QUOTED PASSAGE:
It’s now more important than ever to know how to keep your car in good working condition, but don’t worry, we want to help! We’ve compiled some useful information that anyone can follow to keep everything running smoothly.
Prolonging the life of your battery.
Remember to always ensure your car battery isn’t wasting power. Every time you leave your vehicle after a drive, make sure everything is switched off to maintain battery levels. This includes the lights, radio and air conditioner. Additionally, check your car to see all doors are properly closed so that door lights and warning systems remain off. If possible, minimise short drives as much as you can as they don’t allow the battery to fully recharge.
Where possible, park your car in a cool spot to prevent exposing the battery to high ambient temperature and consequent high self-discharge. If you can access the battery, make sure that the terminals are not loose – a loose terminal will restrict the recharging of the battery.

WHAT YOU WILL DO:
1) Why does the car care text advise minimizing short drives?
2) Reproduce the stretch of the car care text from "Prolonging the life" through "to fully recharge.", word for word.

DATA TO EXAMINE:
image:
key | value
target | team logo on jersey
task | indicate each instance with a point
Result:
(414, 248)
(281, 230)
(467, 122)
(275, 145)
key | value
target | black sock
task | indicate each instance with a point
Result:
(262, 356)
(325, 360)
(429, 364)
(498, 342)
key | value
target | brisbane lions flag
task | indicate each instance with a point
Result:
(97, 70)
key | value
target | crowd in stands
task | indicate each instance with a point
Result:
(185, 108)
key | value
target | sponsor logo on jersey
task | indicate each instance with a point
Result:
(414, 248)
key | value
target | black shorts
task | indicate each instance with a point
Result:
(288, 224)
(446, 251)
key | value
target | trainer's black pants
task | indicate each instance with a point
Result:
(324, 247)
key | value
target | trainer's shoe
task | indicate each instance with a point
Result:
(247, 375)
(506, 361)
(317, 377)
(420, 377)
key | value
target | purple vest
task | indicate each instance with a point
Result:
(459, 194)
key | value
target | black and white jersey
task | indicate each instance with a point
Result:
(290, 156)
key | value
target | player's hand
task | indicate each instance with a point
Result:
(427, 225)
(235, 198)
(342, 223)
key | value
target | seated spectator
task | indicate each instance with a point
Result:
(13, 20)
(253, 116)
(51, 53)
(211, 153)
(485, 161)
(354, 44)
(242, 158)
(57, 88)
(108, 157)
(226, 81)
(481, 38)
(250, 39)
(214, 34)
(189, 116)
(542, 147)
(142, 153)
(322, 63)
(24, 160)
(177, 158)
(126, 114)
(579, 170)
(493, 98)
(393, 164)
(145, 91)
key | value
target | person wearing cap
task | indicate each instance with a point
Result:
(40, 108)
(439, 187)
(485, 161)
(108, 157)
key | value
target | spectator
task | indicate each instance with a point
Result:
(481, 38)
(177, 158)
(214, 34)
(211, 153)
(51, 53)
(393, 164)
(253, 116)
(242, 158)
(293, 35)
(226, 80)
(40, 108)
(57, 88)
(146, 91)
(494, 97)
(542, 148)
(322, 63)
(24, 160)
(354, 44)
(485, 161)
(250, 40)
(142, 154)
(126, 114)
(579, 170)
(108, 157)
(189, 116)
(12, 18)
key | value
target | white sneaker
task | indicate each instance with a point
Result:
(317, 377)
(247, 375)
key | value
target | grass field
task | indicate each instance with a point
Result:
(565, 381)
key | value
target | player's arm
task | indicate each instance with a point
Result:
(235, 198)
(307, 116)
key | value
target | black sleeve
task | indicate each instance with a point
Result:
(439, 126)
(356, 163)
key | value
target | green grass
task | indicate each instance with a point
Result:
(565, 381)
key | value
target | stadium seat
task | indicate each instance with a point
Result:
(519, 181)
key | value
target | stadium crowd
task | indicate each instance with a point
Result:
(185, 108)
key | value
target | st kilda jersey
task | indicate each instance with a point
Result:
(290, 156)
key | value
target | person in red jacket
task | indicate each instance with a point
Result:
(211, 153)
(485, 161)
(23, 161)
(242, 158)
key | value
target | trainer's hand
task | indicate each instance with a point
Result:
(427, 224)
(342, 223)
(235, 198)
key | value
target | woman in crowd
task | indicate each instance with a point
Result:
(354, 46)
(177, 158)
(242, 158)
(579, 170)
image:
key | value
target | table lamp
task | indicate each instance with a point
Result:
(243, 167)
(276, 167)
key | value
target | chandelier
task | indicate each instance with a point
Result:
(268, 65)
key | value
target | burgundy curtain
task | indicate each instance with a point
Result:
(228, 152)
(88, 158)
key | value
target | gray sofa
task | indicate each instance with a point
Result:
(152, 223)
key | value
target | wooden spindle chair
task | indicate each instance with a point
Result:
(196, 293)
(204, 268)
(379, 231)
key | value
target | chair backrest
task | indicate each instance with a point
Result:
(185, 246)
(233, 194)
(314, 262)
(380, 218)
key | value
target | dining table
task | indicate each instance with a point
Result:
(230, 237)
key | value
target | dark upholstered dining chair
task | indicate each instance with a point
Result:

TASK-BY-TASK SOLUTIONS:
1) Short drives don't allow the battery to fully recharge.

2)
Prolonging the life of your battery.
Remember to always ensure your car battery isn’t wasting power. Every time you leave your vehicle after a drive, make sure everything is switched off to maintain battery levels. This includes the lights, radio and air conditioner. Additionally, check your car to see all doors are properly closed so that door lights and warning systems remain off. If possible, minimise short drives as much as you can as they don’t allow the battery to fully recharge.